#### INPUT MATERIAL ####

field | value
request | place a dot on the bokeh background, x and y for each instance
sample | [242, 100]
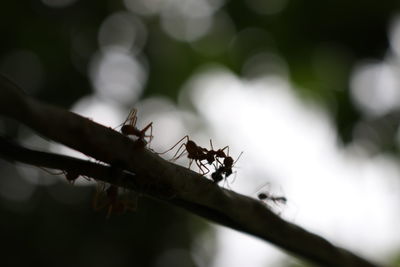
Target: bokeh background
[308, 90]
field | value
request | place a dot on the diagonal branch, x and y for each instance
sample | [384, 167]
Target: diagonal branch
[132, 166]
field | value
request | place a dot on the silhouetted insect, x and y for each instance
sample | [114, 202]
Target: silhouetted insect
[129, 128]
[225, 169]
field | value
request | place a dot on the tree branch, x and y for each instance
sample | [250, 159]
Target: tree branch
[131, 166]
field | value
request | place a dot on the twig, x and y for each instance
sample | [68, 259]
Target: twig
[164, 180]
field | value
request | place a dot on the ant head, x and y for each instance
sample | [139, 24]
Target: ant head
[210, 158]
[262, 196]
[216, 176]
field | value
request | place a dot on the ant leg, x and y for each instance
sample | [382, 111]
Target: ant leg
[175, 157]
[186, 136]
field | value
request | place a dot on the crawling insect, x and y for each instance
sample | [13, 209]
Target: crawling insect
[225, 169]
[111, 200]
[129, 128]
[265, 196]
[213, 155]
[195, 153]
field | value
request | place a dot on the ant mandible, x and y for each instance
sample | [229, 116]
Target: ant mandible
[265, 196]
[129, 128]
[195, 153]
[111, 200]
[225, 169]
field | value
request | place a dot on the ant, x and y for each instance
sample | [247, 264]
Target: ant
[110, 200]
[71, 176]
[195, 153]
[129, 128]
[265, 196]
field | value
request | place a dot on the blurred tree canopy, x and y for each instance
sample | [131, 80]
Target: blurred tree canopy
[47, 47]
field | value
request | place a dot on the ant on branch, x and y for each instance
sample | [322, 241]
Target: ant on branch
[195, 153]
[129, 128]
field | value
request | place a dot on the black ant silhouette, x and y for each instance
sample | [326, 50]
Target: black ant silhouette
[225, 168]
[129, 128]
[265, 196]
[195, 153]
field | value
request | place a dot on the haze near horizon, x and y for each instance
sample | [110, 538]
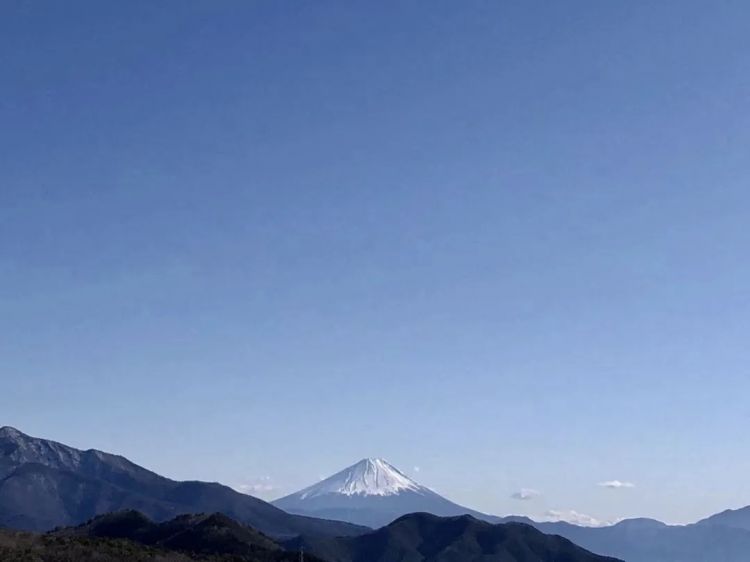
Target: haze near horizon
[502, 245]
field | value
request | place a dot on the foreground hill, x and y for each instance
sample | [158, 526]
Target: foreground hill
[44, 484]
[371, 492]
[199, 535]
[422, 537]
[647, 540]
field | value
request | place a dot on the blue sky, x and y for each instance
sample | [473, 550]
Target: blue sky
[503, 242]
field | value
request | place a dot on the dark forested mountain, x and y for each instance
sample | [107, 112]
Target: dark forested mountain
[647, 540]
[371, 492]
[201, 534]
[132, 537]
[735, 518]
[44, 484]
[422, 537]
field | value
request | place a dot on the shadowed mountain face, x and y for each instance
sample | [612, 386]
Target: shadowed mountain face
[206, 535]
[371, 492]
[646, 540]
[44, 484]
[132, 537]
[421, 537]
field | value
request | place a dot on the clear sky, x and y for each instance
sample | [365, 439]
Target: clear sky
[505, 242]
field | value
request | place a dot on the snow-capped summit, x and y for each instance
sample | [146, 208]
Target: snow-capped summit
[368, 477]
[370, 492]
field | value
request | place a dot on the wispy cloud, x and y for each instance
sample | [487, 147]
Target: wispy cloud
[615, 484]
[525, 494]
[262, 487]
[574, 517]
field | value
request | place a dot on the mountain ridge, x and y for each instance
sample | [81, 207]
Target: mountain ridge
[45, 484]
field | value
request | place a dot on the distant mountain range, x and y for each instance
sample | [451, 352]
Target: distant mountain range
[44, 484]
[414, 538]
[422, 537]
[371, 492]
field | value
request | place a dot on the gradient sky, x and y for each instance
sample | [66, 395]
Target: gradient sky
[505, 242]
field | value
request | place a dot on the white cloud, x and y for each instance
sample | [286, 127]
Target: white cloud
[571, 516]
[616, 484]
[261, 487]
[525, 494]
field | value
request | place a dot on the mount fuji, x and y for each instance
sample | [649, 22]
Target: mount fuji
[371, 492]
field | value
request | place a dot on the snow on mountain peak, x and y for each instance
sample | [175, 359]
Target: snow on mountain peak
[368, 477]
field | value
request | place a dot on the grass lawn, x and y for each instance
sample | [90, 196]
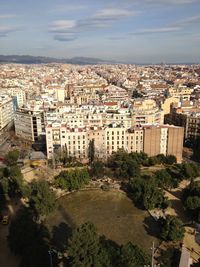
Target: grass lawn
[113, 213]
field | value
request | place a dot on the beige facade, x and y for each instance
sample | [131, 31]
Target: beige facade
[29, 125]
[152, 140]
[6, 116]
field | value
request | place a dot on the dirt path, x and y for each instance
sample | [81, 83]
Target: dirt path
[8, 259]
[177, 209]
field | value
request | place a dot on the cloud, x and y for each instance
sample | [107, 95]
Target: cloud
[112, 14]
[105, 18]
[171, 2]
[187, 21]
[158, 30]
[5, 30]
[67, 8]
[116, 38]
[62, 26]
[68, 30]
[7, 16]
[65, 37]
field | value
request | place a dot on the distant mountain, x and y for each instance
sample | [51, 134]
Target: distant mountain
[26, 59]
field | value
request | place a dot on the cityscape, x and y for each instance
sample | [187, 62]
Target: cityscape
[100, 134]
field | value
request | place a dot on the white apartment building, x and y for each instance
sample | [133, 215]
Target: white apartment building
[6, 116]
[150, 139]
[29, 125]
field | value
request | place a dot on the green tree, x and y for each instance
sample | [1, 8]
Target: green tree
[191, 200]
[163, 178]
[85, 249]
[12, 157]
[17, 187]
[169, 257]
[190, 170]
[72, 179]
[97, 169]
[170, 159]
[133, 256]
[91, 151]
[42, 198]
[172, 229]
[146, 193]
[125, 165]
[28, 239]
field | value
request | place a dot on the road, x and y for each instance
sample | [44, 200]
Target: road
[7, 259]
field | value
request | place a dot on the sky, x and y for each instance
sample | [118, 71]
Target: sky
[137, 31]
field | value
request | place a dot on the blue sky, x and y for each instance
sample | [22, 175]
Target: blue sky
[127, 30]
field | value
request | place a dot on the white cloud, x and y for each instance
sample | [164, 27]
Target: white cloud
[101, 19]
[65, 37]
[5, 30]
[62, 25]
[171, 2]
[113, 14]
[158, 30]
[7, 16]
[187, 21]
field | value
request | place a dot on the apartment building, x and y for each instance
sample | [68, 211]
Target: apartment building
[180, 91]
[164, 139]
[29, 124]
[18, 93]
[6, 116]
[151, 139]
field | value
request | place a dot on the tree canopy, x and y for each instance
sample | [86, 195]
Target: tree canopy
[72, 179]
[42, 198]
[172, 229]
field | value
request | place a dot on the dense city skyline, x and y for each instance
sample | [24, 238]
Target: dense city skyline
[136, 31]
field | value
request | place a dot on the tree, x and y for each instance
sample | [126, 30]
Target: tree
[97, 169]
[29, 240]
[12, 157]
[146, 193]
[133, 256]
[172, 229]
[85, 248]
[42, 198]
[169, 257]
[91, 151]
[170, 159]
[73, 179]
[163, 178]
[17, 187]
[190, 170]
[125, 165]
[191, 200]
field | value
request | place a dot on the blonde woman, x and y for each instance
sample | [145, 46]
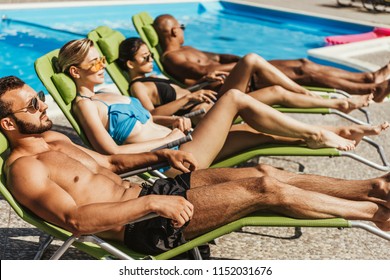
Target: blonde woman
[117, 124]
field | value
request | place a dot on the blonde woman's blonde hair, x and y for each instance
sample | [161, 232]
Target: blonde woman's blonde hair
[73, 53]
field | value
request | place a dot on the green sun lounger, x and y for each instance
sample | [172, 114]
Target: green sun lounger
[143, 25]
[63, 90]
[103, 249]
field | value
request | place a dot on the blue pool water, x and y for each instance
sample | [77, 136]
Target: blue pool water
[214, 26]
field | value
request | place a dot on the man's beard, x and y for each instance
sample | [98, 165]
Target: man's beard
[29, 128]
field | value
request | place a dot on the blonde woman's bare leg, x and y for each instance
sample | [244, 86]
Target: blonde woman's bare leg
[211, 133]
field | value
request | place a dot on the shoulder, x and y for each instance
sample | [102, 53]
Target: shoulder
[173, 56]
[139, 87]
[25, 172]
[51, 136]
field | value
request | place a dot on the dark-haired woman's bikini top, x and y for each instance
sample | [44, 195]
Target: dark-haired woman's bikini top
[123, 117]
[164, 89]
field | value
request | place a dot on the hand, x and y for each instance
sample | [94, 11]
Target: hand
[182, 123]
[183, 161]
[173, 207]
[203, 95]
[174, 135]
[216, 76]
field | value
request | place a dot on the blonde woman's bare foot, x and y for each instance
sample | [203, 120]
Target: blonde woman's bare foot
[357, 132]
[347, 105]
[381, 91]
[329, 139]
[382, 74]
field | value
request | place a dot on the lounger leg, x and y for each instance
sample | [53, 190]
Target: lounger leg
[43, 246]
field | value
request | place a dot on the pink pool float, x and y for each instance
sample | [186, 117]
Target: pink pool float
[378, 32]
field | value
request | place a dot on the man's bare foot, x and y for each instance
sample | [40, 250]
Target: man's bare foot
[381, 190]
[382, 74]
[347, 105]
[329, 139]
[381, 91]
[357, 132]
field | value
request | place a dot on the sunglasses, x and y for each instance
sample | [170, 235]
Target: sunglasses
[96, 65]
[181, 26]
[147, 58]
[34, 104]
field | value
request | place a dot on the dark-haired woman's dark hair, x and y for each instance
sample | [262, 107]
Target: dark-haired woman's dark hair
[127, 50]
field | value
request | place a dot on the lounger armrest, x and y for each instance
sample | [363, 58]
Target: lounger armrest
[169, 145]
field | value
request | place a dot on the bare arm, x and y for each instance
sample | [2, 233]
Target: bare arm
[222, 58]
[33, 187]
[190, 72]
[142, 92]
[101, 140]
[125, 162]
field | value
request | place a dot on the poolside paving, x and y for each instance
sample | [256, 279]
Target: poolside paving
[19, 240]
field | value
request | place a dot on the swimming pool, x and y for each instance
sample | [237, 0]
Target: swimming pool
[219, 26]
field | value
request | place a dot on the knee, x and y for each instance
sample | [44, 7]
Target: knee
[252, 59]
[277, 90]
[233, 95]
[270, 190]
[265, 169]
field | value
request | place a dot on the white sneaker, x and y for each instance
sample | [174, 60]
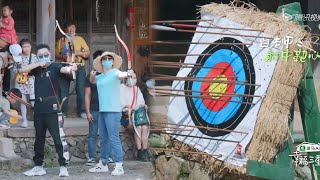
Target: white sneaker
[118, 170]
[24, 124]
[110, 161]
[63, 172]
[90, 162]
[4, 127]
[35, 171]
[99, 168]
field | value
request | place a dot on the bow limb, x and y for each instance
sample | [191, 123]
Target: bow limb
[133, 87]
[125, 47]
[129, 64]
[69, 38]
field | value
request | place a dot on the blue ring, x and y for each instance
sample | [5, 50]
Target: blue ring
[228, 56]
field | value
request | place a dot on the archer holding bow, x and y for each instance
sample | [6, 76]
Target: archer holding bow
[73, 49]
[110, 108]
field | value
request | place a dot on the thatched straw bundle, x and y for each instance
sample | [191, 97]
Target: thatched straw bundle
[271, 129]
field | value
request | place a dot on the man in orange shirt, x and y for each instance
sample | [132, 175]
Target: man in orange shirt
[82, 52]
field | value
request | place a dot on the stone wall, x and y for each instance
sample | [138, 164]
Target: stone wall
[173, 168]
[78, 148]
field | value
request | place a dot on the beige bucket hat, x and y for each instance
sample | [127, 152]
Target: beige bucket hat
[117, 61]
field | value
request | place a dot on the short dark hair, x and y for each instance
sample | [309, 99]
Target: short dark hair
[41, 46]
[97, 53]
[16, 92]
[69, 23]
[24, 41]
[9, 6]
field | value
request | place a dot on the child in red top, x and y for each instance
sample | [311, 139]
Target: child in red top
[7, 32]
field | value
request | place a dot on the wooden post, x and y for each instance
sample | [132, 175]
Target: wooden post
[46, 24]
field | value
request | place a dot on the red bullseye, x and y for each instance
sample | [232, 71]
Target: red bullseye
[218, 90]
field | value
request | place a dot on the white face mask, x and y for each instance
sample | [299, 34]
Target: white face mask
[131, 81]
[151, 83]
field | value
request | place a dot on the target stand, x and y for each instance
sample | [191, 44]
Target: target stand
[282, 168]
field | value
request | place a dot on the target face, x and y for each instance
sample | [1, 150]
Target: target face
[224, 91]
[224, 86]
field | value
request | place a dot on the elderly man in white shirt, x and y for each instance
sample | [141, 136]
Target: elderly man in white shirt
[141, 127]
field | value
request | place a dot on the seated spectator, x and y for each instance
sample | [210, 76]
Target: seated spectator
[7, 31]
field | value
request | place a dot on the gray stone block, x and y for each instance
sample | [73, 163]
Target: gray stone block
[7, 148]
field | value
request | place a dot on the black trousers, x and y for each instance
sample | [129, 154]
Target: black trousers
[42, 122]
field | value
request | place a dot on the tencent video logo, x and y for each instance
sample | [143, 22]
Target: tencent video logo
[308, 147]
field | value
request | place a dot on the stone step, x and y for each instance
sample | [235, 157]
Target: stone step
[133, 170]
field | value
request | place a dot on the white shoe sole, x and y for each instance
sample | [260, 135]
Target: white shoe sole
[39, 174]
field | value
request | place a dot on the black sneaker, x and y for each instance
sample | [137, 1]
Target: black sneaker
[139, 156]
[144, 155]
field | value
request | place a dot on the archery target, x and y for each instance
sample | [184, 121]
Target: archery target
[220, 109]
[225, 92]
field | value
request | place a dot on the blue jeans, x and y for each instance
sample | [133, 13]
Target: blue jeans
[109, 125]
[64, 84]
[80, 88]
[92, 138]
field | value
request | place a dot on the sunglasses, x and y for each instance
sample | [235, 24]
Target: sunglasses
[41, 56]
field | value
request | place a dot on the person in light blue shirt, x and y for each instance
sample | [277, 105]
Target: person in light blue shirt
[108, 85]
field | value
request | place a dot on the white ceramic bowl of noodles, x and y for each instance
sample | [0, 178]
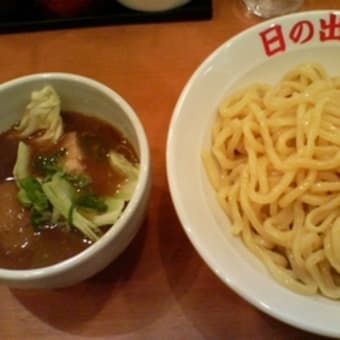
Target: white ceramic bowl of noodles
[244, 59]
[81, 94]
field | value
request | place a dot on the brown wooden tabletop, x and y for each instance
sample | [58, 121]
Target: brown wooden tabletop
[159, 288]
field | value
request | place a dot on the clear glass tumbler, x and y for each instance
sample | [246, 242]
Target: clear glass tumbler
[272, 8]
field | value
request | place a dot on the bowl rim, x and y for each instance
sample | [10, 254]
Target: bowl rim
[25, 275]
[175, 191]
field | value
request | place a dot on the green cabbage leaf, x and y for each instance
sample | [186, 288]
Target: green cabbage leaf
[42, 114]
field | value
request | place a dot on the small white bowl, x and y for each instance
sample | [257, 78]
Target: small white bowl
[264, 52]
[87, 96]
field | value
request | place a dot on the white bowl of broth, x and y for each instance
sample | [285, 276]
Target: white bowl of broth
[58, 255]
[232, 142]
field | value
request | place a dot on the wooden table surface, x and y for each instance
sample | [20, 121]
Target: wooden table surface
[159, 288]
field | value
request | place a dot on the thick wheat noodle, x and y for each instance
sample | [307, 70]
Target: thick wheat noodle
[274, 162]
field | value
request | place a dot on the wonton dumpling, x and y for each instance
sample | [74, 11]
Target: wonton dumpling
[42, 114]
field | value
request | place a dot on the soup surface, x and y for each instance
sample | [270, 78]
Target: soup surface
[21, 245]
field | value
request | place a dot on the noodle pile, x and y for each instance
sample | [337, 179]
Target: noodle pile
[275, 165]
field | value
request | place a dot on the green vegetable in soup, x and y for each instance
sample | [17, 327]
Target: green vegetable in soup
[48, 187]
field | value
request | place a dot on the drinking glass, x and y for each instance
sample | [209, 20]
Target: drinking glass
[272, 8]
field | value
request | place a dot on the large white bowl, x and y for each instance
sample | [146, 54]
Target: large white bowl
[240, 61]
[88, 96]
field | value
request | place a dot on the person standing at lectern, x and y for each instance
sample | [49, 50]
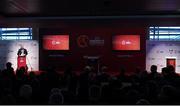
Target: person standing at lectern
[21, 60]
[22, 51]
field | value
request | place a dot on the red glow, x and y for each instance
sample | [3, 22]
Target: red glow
[126, 42]
[171, 62]
[56, 42]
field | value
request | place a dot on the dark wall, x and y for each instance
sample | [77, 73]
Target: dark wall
[75, 56]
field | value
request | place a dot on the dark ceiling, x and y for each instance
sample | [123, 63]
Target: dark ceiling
[45, 8]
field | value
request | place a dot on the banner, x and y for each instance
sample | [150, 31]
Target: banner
[9, 49]
[162, 53]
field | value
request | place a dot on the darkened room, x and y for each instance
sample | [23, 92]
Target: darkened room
[90, 52]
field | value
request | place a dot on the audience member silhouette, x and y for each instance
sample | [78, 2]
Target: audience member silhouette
[88, 87]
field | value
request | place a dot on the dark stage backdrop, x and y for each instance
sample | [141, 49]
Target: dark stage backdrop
[93, 41]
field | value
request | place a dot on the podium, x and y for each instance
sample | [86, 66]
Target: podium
[21, 61]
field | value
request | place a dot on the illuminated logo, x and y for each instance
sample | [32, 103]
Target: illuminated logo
[170, 51]
[56, 42]
[124, 42]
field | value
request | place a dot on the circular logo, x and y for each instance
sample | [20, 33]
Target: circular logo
[83, 41]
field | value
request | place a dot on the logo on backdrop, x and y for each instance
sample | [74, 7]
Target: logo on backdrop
[84, 41]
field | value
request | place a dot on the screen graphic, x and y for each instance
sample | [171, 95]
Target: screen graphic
[170, 61]
[126, 42]
[56, 42]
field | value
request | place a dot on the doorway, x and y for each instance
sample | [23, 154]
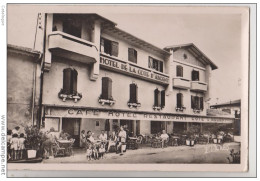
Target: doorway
[72, 127]
[157, 126]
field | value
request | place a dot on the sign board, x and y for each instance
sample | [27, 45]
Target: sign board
[118, 114]
[132, 70]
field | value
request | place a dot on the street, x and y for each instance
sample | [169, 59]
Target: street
[210, 153]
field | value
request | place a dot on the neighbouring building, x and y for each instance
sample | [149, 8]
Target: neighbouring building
[96, 77]
[232, 108]
[23, 86]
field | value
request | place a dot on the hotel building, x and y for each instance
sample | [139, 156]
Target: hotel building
[96, 77]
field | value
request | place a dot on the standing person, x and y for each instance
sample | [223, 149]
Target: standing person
[21, 145]
[83, 139]
[122, 140]
[164, 136]
[112, 140]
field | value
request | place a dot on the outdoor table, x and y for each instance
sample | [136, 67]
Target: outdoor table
[65, 144]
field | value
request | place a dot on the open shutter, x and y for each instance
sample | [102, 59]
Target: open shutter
[161, 66]
[74, 81]
[132, 55]
[133, 93]
[192, 102]
[67, 81]
[106, 88]
[150, 62]
[163, 98]
[114, 48]
[156, 97]
[201, 103]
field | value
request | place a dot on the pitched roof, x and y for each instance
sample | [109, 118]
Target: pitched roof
[230, 103]
[194, 50]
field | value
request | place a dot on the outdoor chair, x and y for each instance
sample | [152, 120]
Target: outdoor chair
[139, 141]
[70, 150]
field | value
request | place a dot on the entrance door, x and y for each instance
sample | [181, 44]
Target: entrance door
[72, 127]
[157, 126]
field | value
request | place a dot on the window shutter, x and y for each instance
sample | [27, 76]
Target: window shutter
[66, 80]
[74, 81]
[114, 48]
[132, 55]
[201, 103]
[161, 66]
[150, 62]
[156, 96]
[163, 98]
[192, 102]
[197, 103]
[179, 100]
[133, 93]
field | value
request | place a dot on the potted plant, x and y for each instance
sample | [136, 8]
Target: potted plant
[33, 141]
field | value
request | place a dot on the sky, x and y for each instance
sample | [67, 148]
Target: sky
[216, 31]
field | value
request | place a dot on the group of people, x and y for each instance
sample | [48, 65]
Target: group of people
[15, 144]
[96, 150]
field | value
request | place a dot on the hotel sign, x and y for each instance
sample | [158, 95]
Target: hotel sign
[113, 114]
[132, 70]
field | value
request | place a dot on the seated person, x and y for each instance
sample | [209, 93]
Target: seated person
[112, 140]
[164, 136]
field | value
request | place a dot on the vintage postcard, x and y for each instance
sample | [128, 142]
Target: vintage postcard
[127, 87]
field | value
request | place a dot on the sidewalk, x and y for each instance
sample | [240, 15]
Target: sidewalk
[210, 153]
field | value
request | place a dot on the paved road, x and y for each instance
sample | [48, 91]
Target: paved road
[182, 154]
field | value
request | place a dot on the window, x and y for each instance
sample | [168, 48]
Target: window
[155, 64]
[179, 100]
[179, 71]
[195, 75]
[197, 103]
[162, 98]
[70, 81]
[157, 95]
[133, 101]
[109, 47]
[133, 93]
[106, 88]
[159, 99]
[72, 27]
[132, 55]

####

— GIVEN REQUEST —
Which lines of the data above contain the string "straw"? Return each of those lines in full, treating the match as case-sensitive.

— ANSWER TO THIS PROBLEM —
request | place a dot on the thatched straw bundle, x and y for each instance
Target: thatched straw bundle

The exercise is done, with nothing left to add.